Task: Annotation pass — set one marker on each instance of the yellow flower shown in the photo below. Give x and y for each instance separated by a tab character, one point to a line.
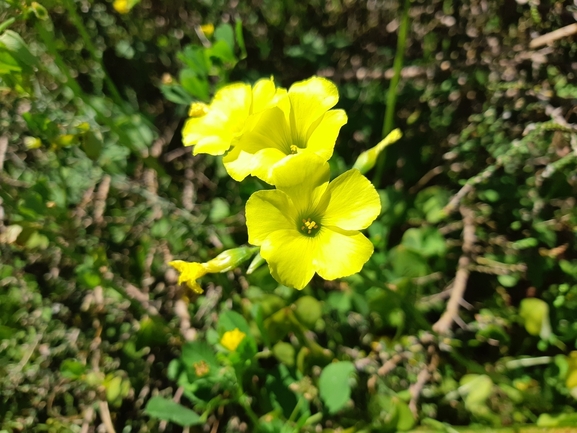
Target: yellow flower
207	29
224	262
189	273
309	225
213	129
231	339
301	122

| TASK PROMPT |
Exclude every picture and restate the listing word for word.

| ANSWER FOR THIS EXERCISE |
Task: Annotation pass — set one marker on each instance of the yellow flower shown in the photo below. Give x and y for each instance separated by a tab character, one point to a line.
Target: yellow flower
207	29
224	262
189	273
309	225
213	129
231	339
301	122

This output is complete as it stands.